WHAT IS BEING ASKED » Report back every line in the data that includes the string "shelving".

────────────────────────────────────────

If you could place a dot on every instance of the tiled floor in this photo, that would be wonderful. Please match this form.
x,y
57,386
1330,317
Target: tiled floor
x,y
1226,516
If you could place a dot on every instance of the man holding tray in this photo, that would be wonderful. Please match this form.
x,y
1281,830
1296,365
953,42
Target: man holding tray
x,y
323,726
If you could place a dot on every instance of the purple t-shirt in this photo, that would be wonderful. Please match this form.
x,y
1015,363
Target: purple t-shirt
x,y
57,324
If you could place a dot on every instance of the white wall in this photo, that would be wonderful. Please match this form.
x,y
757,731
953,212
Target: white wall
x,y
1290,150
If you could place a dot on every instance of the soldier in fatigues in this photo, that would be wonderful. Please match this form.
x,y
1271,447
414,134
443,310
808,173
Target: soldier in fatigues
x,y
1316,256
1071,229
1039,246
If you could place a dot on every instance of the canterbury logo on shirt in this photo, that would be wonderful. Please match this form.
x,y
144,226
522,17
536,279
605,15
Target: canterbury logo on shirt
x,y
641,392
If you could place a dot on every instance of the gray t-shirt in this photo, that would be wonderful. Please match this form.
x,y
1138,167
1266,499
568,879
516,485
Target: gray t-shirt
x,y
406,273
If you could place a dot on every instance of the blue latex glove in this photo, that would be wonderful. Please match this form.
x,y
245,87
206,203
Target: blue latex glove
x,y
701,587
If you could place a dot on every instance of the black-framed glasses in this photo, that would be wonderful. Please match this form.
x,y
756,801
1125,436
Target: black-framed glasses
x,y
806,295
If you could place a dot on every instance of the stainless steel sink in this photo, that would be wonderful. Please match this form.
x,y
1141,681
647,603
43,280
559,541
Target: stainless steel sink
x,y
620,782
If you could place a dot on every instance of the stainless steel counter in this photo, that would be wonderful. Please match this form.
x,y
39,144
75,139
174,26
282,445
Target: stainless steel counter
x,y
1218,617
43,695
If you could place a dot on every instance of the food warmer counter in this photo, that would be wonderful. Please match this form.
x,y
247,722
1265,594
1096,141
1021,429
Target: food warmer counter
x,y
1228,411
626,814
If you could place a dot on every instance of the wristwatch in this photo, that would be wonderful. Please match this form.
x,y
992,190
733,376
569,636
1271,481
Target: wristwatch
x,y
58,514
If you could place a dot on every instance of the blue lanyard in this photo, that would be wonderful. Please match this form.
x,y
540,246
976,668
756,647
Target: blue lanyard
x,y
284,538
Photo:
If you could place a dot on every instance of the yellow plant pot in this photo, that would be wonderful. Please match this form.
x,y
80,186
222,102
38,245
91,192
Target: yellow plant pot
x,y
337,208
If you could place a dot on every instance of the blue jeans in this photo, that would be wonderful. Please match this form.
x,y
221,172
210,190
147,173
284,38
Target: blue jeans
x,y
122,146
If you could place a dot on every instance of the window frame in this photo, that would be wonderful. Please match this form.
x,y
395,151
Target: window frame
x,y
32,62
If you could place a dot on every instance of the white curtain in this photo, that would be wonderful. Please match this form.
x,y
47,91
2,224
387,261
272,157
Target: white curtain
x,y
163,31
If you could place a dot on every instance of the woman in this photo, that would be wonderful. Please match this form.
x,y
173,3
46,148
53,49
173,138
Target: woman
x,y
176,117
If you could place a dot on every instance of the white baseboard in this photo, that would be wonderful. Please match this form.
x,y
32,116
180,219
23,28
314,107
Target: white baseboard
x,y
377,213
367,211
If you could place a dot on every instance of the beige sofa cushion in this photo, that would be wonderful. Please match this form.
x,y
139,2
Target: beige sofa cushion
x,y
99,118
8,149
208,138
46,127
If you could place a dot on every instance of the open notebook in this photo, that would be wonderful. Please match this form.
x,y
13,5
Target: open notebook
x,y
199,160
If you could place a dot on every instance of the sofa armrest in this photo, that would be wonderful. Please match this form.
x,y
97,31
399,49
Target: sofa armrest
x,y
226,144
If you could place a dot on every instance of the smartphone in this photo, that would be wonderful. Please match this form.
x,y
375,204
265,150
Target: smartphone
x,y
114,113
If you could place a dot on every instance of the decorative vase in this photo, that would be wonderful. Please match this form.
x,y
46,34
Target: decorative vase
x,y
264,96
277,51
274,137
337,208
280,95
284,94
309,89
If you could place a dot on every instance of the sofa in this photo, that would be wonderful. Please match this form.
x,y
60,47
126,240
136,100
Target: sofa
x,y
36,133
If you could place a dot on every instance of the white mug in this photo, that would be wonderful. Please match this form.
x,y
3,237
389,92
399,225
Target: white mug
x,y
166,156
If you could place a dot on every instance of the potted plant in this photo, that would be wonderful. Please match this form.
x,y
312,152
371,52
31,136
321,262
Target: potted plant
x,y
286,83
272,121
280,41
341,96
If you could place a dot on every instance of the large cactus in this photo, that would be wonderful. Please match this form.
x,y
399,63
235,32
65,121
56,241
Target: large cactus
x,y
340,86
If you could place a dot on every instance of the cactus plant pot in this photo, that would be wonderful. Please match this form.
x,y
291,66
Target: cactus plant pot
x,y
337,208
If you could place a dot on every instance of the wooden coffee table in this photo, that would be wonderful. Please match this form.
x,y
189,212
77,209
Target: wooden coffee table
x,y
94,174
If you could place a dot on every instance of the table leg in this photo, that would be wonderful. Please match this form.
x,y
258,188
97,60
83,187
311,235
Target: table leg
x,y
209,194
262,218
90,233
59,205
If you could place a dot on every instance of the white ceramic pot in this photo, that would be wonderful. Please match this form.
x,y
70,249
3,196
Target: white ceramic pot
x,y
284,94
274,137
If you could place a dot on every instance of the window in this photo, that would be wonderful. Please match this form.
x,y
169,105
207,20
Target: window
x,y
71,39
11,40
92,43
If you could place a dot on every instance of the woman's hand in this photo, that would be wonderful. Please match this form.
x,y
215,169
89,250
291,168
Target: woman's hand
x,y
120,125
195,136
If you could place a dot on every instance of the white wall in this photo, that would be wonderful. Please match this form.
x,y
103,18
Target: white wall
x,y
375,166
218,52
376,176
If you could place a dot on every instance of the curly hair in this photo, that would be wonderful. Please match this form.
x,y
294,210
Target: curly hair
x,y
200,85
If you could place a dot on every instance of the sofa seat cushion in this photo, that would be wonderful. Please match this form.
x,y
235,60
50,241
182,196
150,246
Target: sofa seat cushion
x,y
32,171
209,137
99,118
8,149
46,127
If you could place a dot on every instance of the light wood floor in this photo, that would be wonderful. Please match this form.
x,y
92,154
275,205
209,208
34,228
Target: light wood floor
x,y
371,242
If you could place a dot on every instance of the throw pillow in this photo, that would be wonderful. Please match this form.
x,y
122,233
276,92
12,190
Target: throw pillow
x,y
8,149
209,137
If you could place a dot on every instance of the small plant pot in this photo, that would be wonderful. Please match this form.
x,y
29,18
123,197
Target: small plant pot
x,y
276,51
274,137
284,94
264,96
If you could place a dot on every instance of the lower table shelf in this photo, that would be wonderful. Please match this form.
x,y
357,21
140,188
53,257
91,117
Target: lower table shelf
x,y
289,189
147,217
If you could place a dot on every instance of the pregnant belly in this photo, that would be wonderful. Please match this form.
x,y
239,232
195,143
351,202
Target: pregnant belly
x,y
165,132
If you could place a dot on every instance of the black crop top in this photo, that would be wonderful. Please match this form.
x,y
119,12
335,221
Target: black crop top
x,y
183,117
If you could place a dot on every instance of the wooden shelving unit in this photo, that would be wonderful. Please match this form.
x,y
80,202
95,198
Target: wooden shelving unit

────────────────────────────────────────

ANSWER FOR THE TASK »
If you could place a dot on every instance of the wooden shelving unit in this photo, that would be wonderful. Please match this form.
Target: wooden shelving unit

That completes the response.